Do this
Write out the passage below, starting at "She also told" and ending at "them by myself.". Substitute "the teacher" for "Ustazah".

Selected excerpt

::::::::

Zionist is not just attacking and killing Palestinians but also cut off electricity, water and food supply - the basic human necessities! Gazans are dying from hunger and cold right now and we are part of this history to allow such evil and monstrous torture to happen in this modern world, a dystopian world indeed. 


"O Allah, aid our vulnerable brothers and sisters in Palestine and in all places. O Most Merciful of the Merciful, take them by their hand, protect them, be gentle with them and give them victory over disbelieving people, O Lord of Majesty and Bounty."

"From the river to the see, Palestine will be free"

Tuesday, September 5, 2023

Qalb

Watched Buya Hamka Vol 1 on 24th Aug. There is this one line - one of his infamous words of wisdom just hit me hard; 

Salah satu pengkerdilan terkejam dalam hidup adalah membiarkan pikiran yang cemerlang menjadi budak bagi tubuh yang malas, yang mendahulukan istirahat sebelum lelah.”


It made me started to reflect upon my life again. Though it has become almost like a routine whenever I’m in my seclusion moment yet everything seems too blurry for me. I often questioned my purpose in this dunya. Is this all I could do? Is this all I meant to be? Am I too laid back? Do I really enjoy to be in this comfort zone? Not that I haven’t tried doing things differently. Not that I stop believing. But why does it seems I’m already at a dead end when I know I have so much to offer. 


Hence, Buya Hamka’s words shook me to the core. Question that stuck in my head; “Am I THAT person who he meant with didn’t cultivate and practice the knowledge that I have?”


Crestfallen.


Sometimes I do feel like giving up. I do feel like “ok whatever” and just wanted to go with the flow. But that is just not me. I keep telling myself, for whatever future holds for me, the only thing I shouldn’t stop doing is - to do my best whilst putting my whole faith in His plan for me.


Today, Eris Raissa came back from school with a prize that she won in one of competitions held in her school. But that’s not the point. I was so moved when she said, “This is for you Mommy” while she rubbing my back when I’m struggling to talk due to Laryngitis as a sign she knows what I’m trying to say - that I’m proud of her. Ahhh~ she’s so sweet like a little angel who knows what to say and do right thing at the right time. 


She also told me during her Agama class, Ustazah asked if there’s any student memorised surah An-Naas. And so, she with other one boy went to the front class to recite it. At this point, I’m beyond proud. It’s like Allah is on my side telling me I’m just doing good - that I should just continue doing the best I could.


We didn’t send our kids to KAFA. There are few factors that led to that decision and consequently, I begin teach them by myself.

::::::::

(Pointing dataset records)
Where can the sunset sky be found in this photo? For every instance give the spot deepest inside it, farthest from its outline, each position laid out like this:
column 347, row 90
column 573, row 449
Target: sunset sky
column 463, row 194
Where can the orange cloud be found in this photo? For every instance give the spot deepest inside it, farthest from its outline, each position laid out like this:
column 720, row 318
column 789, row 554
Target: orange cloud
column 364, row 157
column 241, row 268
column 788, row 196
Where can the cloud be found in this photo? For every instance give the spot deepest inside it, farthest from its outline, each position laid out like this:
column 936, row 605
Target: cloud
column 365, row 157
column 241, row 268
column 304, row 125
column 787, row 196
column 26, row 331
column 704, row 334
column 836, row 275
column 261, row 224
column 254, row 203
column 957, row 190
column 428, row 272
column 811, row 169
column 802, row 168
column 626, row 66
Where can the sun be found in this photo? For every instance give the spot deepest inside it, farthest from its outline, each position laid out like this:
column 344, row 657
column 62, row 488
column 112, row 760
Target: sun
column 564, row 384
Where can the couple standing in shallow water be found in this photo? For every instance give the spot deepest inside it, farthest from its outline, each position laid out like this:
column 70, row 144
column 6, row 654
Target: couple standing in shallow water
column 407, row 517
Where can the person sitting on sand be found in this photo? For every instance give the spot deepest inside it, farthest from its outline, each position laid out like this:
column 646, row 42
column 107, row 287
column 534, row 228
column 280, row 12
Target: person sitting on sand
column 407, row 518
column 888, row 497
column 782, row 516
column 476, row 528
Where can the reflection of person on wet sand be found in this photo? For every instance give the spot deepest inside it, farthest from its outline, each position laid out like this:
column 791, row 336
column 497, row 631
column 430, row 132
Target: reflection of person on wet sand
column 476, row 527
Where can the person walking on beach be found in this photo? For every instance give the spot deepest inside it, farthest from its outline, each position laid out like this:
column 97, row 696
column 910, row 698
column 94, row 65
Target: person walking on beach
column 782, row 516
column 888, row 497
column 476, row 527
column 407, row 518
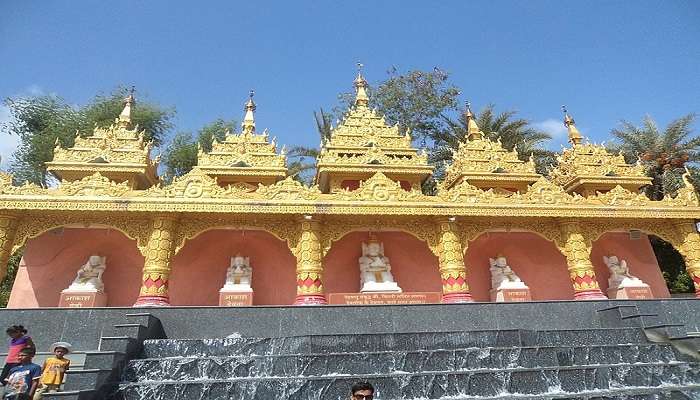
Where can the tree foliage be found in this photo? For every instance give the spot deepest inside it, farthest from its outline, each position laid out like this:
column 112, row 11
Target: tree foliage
column 664, row 154
column 180, row 154
column 40, row 121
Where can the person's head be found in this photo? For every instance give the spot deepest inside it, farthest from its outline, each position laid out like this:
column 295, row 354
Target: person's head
column 16, row 331
column 362, row 391
column 25, row 356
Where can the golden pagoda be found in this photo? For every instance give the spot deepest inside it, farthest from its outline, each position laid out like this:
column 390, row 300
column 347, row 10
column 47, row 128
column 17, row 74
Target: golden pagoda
column 363, row 144
column 117, row 153
column 587, row 168
column 244, row 159
column 485, row 164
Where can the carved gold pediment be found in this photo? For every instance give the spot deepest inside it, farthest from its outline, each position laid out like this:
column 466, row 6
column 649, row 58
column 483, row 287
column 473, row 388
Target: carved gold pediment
column 288, row 189
column 619, row 196
column 545, row 191
column 93, row 185
column 380, row 188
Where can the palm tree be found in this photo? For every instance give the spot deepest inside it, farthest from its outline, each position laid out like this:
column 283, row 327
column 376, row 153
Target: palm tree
column 302, row 162
column 514, row 133
column 665, row 154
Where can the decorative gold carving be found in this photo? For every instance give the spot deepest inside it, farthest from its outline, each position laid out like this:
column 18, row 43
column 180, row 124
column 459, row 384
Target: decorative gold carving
column 453, row 271
column 8, row 227
column 156, row 268
column 308, row 253
column 288, row 189
column 577, row 250
column 379, row 188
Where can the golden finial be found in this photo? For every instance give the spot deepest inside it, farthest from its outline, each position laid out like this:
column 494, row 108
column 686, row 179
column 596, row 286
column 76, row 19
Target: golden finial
column 574, row 135
column 361, row 98
column 125, row 117
column 473, row 131
column 249, row 119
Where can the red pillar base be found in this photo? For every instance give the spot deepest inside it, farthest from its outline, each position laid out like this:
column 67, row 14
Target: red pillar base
column 457, row 298
column 594, row 294
column 310, row 300
column 152, row 301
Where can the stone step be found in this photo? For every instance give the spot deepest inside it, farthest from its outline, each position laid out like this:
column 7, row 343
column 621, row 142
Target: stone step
column 211, row 367
column 388, row 341
column 426, row 385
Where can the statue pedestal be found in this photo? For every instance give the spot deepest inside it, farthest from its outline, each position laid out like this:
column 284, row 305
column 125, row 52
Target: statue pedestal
column 511, row 294
column 235, row 297
column 631, row 292
column 77, row 299
column 383, row 287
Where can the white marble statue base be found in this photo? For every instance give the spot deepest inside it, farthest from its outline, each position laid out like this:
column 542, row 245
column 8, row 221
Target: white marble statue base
column 632, row 292
column 386, row 287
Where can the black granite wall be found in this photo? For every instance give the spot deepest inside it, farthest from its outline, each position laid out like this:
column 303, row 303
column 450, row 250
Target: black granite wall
column 83, row 327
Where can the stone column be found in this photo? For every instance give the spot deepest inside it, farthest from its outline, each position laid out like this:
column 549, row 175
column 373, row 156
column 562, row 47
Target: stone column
column 689, row 247
column 578, row 258
column 8, row 226
column 156, row 268
column 309, row 267
column 453, row 271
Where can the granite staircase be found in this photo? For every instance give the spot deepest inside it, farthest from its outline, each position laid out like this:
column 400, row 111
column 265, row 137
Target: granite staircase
column 600, row 363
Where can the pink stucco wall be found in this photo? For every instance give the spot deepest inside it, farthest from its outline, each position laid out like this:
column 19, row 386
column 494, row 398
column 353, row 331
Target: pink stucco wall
column 639, row 256
column 535, row 260
column 52, row 259
column 413, row 265
column 199, row 269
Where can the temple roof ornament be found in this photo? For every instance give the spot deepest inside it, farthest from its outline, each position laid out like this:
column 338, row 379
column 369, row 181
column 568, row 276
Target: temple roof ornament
column 118, row 152
column 486, row 164
column 588, row 168
column 246, row 158
column 363, row 144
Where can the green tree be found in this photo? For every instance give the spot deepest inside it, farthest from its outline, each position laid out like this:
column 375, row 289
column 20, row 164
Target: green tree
column 514, row 133
column 664, row 154
column 180, row 154
column 302, row 159
column 42, row 120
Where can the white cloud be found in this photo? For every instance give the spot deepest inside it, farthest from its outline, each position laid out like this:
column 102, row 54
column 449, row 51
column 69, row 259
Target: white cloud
column 8, row 143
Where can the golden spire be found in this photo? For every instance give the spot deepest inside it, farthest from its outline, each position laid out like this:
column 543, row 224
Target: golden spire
column 361, row 98
column 249, row 119
column 125, row 117
column 473, row 131
column 574, row 135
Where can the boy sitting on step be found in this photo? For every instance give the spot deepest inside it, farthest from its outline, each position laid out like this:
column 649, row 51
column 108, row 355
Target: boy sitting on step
column 54, row 370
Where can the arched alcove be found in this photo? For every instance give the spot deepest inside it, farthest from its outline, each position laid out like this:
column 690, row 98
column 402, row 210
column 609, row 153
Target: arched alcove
column 639, row 256
column 52, row 259
column 414, row 266
column 199, row 268
column 534, row 259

::::::::

Reply
She also told me during her Agama class, the teacher asked if there’s any student memorised surah An-Naas. And so, she with other one boy went to the front class to recite it. At this point, I’m beyond proud. It’s like Allah is on my side telling me I’m just doing good - that I should just continue doing the best I could.


We didn’t send our kids to KAFA. There are few factors that led to that decision and consequently, I begin teach them by myself.